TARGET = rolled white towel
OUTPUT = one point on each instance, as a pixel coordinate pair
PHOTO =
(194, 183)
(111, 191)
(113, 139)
---
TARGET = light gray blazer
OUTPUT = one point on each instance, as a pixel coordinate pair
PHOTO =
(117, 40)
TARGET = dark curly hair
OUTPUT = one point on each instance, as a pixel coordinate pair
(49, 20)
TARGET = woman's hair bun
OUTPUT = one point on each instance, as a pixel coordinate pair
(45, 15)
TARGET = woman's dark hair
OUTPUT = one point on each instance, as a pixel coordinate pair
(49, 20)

▸ **ACTIVITY**
Answer with one number: how many lines in the listing hold "hair".

▸ **TASK ANSWER**
3